(Task objective): An exact copy of the data below is needed; please leave out any pictures.
* * * * * * * * *
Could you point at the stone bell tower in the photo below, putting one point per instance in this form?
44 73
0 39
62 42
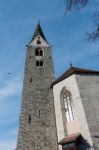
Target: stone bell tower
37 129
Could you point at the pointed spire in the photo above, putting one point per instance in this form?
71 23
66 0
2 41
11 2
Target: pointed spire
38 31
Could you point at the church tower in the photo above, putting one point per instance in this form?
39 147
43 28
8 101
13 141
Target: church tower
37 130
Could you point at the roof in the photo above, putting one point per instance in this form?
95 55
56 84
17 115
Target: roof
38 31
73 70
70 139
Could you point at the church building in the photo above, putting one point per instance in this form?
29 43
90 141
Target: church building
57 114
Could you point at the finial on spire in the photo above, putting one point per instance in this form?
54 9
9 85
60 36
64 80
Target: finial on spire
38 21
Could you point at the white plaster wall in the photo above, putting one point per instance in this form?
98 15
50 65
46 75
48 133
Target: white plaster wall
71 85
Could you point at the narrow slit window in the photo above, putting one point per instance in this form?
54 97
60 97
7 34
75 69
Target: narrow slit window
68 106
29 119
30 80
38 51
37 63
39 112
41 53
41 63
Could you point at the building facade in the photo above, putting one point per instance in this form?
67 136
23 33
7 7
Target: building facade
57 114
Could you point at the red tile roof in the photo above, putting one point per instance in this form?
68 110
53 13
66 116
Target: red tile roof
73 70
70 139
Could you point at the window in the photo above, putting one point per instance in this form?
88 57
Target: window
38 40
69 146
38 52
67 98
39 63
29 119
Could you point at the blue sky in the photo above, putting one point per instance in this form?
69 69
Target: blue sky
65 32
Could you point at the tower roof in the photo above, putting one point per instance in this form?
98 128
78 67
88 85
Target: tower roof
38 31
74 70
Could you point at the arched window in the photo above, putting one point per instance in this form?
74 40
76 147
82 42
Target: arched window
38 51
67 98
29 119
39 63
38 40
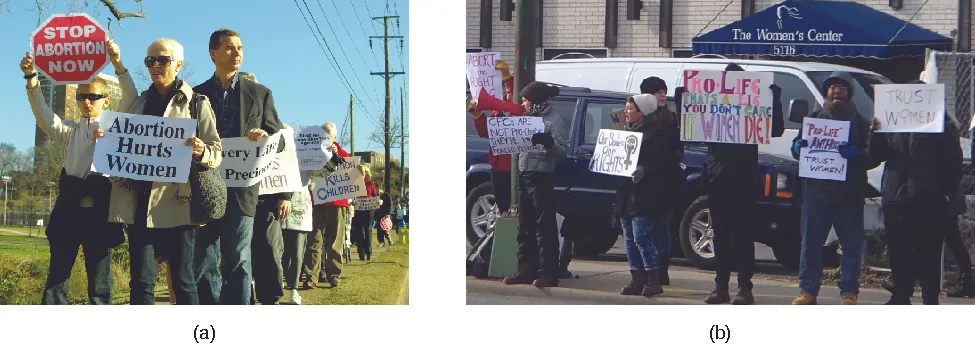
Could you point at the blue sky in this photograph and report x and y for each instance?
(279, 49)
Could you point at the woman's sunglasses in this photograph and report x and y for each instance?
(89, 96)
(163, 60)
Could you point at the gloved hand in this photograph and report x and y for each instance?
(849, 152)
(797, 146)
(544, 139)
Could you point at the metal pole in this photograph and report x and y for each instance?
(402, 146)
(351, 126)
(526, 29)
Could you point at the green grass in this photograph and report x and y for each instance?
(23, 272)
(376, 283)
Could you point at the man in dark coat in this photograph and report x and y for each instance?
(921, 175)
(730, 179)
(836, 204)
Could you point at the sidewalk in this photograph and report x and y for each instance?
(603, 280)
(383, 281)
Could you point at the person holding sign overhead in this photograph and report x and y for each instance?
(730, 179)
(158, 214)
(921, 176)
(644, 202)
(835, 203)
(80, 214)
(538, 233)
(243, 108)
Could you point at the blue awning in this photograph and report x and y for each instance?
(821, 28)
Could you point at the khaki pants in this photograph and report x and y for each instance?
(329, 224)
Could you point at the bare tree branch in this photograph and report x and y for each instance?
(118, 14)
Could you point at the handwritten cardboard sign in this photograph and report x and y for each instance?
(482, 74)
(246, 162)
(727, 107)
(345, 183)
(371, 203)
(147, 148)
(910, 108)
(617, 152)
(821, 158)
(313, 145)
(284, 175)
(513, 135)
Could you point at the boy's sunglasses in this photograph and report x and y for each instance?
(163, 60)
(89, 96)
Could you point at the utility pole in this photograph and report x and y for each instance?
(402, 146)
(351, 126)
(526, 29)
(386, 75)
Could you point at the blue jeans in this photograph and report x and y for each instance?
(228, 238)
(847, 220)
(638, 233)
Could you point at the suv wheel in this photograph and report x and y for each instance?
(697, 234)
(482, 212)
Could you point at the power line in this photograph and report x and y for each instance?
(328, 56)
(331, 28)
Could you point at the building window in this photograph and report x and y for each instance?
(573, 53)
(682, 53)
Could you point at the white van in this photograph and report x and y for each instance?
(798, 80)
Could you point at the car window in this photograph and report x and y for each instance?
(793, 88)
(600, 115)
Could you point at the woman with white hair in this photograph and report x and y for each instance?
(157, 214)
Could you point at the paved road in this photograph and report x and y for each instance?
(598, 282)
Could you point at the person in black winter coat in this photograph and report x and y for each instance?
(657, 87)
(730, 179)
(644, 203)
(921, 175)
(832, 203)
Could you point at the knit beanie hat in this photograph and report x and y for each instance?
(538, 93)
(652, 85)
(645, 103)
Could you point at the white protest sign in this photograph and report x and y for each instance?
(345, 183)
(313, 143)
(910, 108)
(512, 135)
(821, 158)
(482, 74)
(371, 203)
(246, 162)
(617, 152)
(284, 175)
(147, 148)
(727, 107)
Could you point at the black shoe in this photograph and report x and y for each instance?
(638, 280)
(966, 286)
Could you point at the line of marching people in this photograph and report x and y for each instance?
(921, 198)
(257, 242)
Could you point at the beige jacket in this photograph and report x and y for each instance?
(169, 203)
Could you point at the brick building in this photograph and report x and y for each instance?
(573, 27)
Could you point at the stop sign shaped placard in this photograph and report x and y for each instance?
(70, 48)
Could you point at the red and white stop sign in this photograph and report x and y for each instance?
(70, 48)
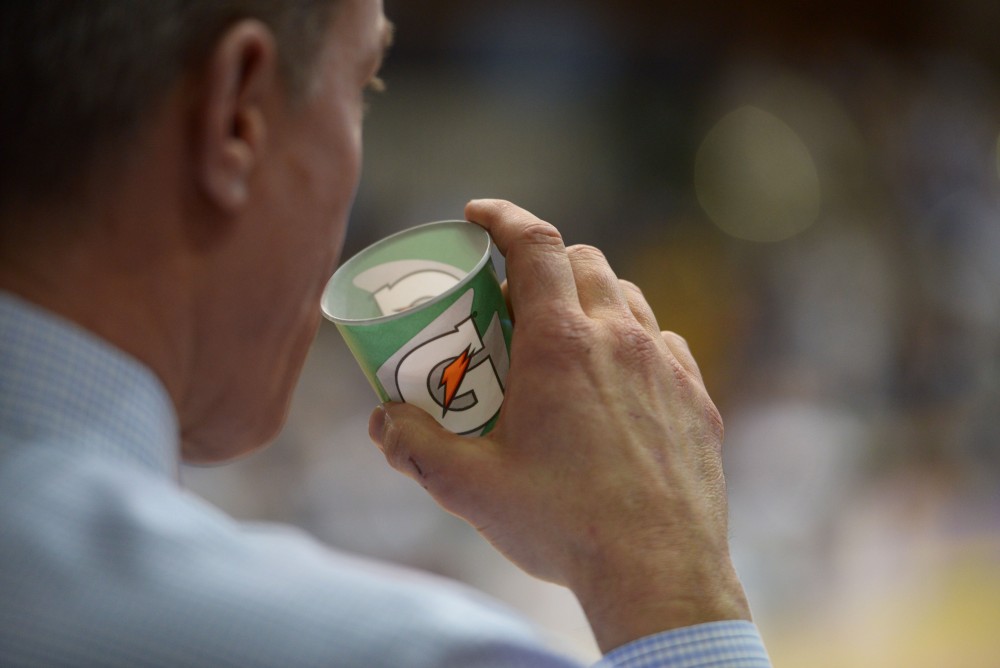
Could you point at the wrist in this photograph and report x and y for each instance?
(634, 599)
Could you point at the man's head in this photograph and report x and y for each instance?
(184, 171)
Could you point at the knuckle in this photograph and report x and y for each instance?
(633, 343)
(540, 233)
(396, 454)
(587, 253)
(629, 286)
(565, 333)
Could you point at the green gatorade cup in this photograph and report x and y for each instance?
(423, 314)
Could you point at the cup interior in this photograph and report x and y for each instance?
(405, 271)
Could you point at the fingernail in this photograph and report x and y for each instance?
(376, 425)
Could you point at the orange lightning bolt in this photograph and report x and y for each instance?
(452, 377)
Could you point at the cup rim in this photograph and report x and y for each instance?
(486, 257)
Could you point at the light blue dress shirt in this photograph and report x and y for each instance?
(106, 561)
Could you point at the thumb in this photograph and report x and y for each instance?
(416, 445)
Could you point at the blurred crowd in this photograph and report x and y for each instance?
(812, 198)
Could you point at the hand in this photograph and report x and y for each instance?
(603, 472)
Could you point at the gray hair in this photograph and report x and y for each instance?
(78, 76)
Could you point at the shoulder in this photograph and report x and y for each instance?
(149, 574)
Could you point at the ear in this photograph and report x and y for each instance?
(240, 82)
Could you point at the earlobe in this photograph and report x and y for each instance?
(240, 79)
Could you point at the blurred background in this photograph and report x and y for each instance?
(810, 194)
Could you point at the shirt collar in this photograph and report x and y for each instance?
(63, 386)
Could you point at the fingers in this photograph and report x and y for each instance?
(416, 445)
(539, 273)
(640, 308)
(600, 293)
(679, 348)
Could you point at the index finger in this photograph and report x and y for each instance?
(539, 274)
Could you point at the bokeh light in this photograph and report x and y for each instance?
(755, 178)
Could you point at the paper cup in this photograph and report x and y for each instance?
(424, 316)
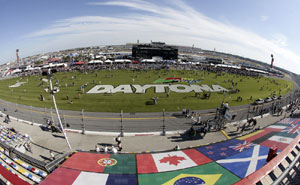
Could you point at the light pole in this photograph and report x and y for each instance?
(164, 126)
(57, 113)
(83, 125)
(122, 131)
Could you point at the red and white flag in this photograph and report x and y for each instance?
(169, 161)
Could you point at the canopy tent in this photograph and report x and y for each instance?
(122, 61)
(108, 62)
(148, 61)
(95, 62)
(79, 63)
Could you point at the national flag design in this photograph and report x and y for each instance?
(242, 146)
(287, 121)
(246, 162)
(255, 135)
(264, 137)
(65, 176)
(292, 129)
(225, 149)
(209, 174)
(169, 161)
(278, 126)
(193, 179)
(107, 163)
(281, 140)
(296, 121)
* * * * * * * * *
(Answer space):
Could you point at the stone bell tower in the photo below, putting one point per instance in this form?
44 73
0 39
62 42
Target: stone bell tower
37 129
Could you point at the pointed spire in the photo above, putting one point per instance in this form?
71 23
66 0
2 41
11 2
Target: pointed spire
38 31
Could you point at the church tower in the photo above, putting one point per instance in this form?
39 147
43 28
8 101
13 141
Target: church tower
37 130
Could you point at the roof in the photo above, putting one point per instance in this form?
95 55
56 84
17 115
Target: roof
38 31
73 70
70 139
Could you point at the church building in the photo above, putting one point per instance in this form?
29 43
90 141
Target: church building
57 114
Could you point at the finial on spire in the photo above, putting one point per instance in this form?
54 9
9 85
60 36
64 80
Target: finial on spire
38 21
Could you point at the white plaster wall in the photo above, putting one point per instance in this form?
98 15
50 65
46 75
48 133
Target: white plaster wall
71 85
Could you point at the narrow slit window in the photo above, putting one point per instance in this form?
54 97
60 97
7 34
75 69
Target: narrow slit window
68 106
29 119
30 80
38 51
37 63
39 112
41 53
41 63
Could you point at the building facade in the photo above, putting one point per instance in this form?
67 136
23 33
7 7
Target: building facade
57 114
Could you point at the red tile roof in the photo above, putting one point per instance in this form?
68 110
53 13
66 116
Target: red tile roof
73 70
70 139
Could you point at the window in the photo above, putting one point per instance in this form?
88 57
Target: window
38 40
69 146
38 52
67 98
39 63
29 119
Could you point at the blue sky in the photo above, putting one point per instance in this form?
69 69
Target: blue sky
65 32
Could you point at the tower roof in the photo above, putting one point per instance in this form?
98 128
78 67
88 85
Target: tower roof
38 31
74 70
Could you point at the arched window in the photo above, putting one point per instance in this form?
74 40
76 147
82 42
Target: arched window
38 51
67 98
29 119
39 63
38 40
Could you point at the blue sky in this photograph and report x and y for each instance?
(279, 49)
Could you point at the woman's sunglasses in this photograph and report x and y for each instance?
(89, 96)
(163, 60)
Could you point at the gloved hand in this photograph and report x and y for each instance?
(849, 152)
(797, 146)
(544, 139)
Could you point at the metal pole in this photograph and report x and y for each instance?
(402, 146)
(351, 126)
(526, 29)
Could you point at the green grass in this photograph and report x and y for each instance?
(23, 272)
(376, 283)
Could you point at the man in dark coat in this photograph and report x and y for each instance?
(921, 175)
(730, 179)
(836, 204)
Could you point at the sidewalk in this photograph and report x and y for each instance?
(603, 280)
(383, 281)
Could you point at the person holding sign overhead in this photograph and report x and y for each instance?
(730, 179)
(158, 214)
(921, 176)
(644, 202)
(835, 203)
(80, 214)
(538, 233)
(243, 108)
Could you point at the blue awning in this photograph and report x and y for each instance?
(821, 28)
Could you point at the khaki pants in this photograph and report x and y for each instance?
(329, 224)
Could you point at the bare tree branch in this photograph and report x and y for each instance?
(118, 14)
Could you point at the handwritten cardboard sign in this photograph and report x and y for each instance?
(482, 74)
(246, 162)
(727, 107)
(345, 183)
(371, 203)
(147, 148)
(910, 108)
(617, 152)
(821, 158)
(313, 145)
(284, 175)
(513, 135)
Could you point at the boy's sunglasses in this photograph and report x and y for each instance?
(163, 60)
(89, 96)
Could you point at the utility pole in this photograph and report x and y for each instance?
(402, 146)
(351, 126)
(526, 29)
(386, 75)
Could you point at the blue jeans in this photograph and report x and y for each instance?
(228, 238)
(847, 220)
(638, 233)
Could you point at the suv wheel in this photograph and report x and y for each instance?
(697, 234)
(482, 212)
Could you point at the power line in this photograph and report x and y for each instance?
(328, 56)
(331, 28)
Could you point at the building window in this photograph and report x and y for each instance?
(573, 53)
(682, 53)
Could you point at the white van in this photograph and report x and y for each instance?
(798, 80)
Could you point at the car window in this photograph and report x and y for each instance?
(793, 88)
(600, 115)
Could you point at the woman with white hair in this photograph and report x and y for each instance?
(157, 214)
Could you point at the paved road in this photograph and report x and y for each instance?
(598, 282)
Could you point at the person in black winter coat in this photograph and report x and y for each instance?
(657, 87)
(730, 179)
(644, 203)
(921, 175)
(832, 203)
Could you point at the knit beanie hat in this photograph and report x and y for each instance?
(538, 93)
(652, 85)
(645, 103)
Could you point at the white protest sign in this photograph and report x and y for each instance?
(345, 183)
(313, 143)
(910, 108)
(512, 135)
(821, 158)
(482, 74)
(371, 203)
(246, 162)
(617, 152)
(284, 175)
(147, 148)
(727, 107)
Could you point at the black shoe in this photograph and report x and y for each instance?
(638, 280)
(966, 286)
Could you point at the line of marching people in this photograph and report x and y for each instance?
(921, 198)
(257, 242)
Could you point at the beige jacket in this photograph and report x and y for each instance?
(169, 203)
Could you point at the brick building in this photograph and report x and y for each instance?
(573, 27)
Could you point at the stop sign shaped placard in this photograph and report x and y for each instance?
(70, 48)
Could you point at the red and white stop sign in this photograph and report x and y for each instance?
(70, 48)
Could you point at the wrist in this photograph and report x and y for each instance?
(634, 599)
Could you point at the man's head in this photograph and report x and y for each instance?
(184, 171)
Could you point at the knuckle in this photograph and report x and y for each instance?
(633, 343)
(540, 233)
(396, 454)
(587, 253)
(629, 286)
(565, 333)
Could you point at the green gatorade cup in this photograph and report x and y for each instance?
(423, 314)
Could you point at the cup interior in this photograph and report x and y for each instance?
(405, 271)
Could you point at the fingernail in this photograph and report x and y for each instance?
(376, 425)
Could you point at the orange lightning bolt in this photograph and report x and y for each instance?
(452, 377)
Could you point at the cup rim in this photograph and report x and y for each instance?
(486, 257)
Could you point at the light blue dress shirt in this photograph and report x and y for each instance?
(106, 561)
Could you point at the thumb in this photograph and report x and y for each instance?
(416, 445)
Could you point at the blurred crowd in this photograph and report x and y for each instance?
(812, 198)
Could you point at the hand in this photograph and report x and y for each instance?
(603, 472)
Could you point at the gray hair in this photograph and report x and y for each instance?
(78, 76)
Could you point at the shoulder in this photograph and report x and y for each instance?
(149, 574)
Could you point at the ear in this photograph and report x and y for each instance?
(240, 82)
Could you point at the earlobe in this photograph and report x and y for each instance?
(240, 79)
Could you point at the blurred background in this photograph and report x and y for each instance?
(810, 194)
Could you point at the shirt collar in this photograph and report x and y for each instance?
(63, 386)
Could you point at the fingers in this photograph and report x and y for each instance?
(416, 445)
(539, 273)
(640, 308)
(600, 293)
(679, 348)
Could you point at the index finger in this photograph and report x and y for each instance?
(539, 274)
Could you point at the bokeh light in this photograph and report x and y for each instance?
(755, 178)
Could you point at the paper cup in this photograph and report x and y for each instance?
(424, 316)
Could you point at the light pole in this photograph and report x and y for each instance?
(164, 126)
(57, 113)
(83, 125)
(122, 131)
Could you point at the red and white flag in this photograph and report x and y for each instance?
(169, 161)
Could you point at the canopy tent in this photograph and report x and y for each instance?
(122, 61)
(108, 62)
(148, 61)
(95, 62)
(79, 63)
Could you point at the national flag design in this photograph and report x and y for each instance?
(242, 146)
(287, 121)
(246, 162)
(255, 135)
(264, 137)
(65, 176)
(292, 129)
(225, 149)
(209, 174)
(169, 161)
(278, 126)
(193, 179)
(107, 163)
(281, 140)
(296, 121)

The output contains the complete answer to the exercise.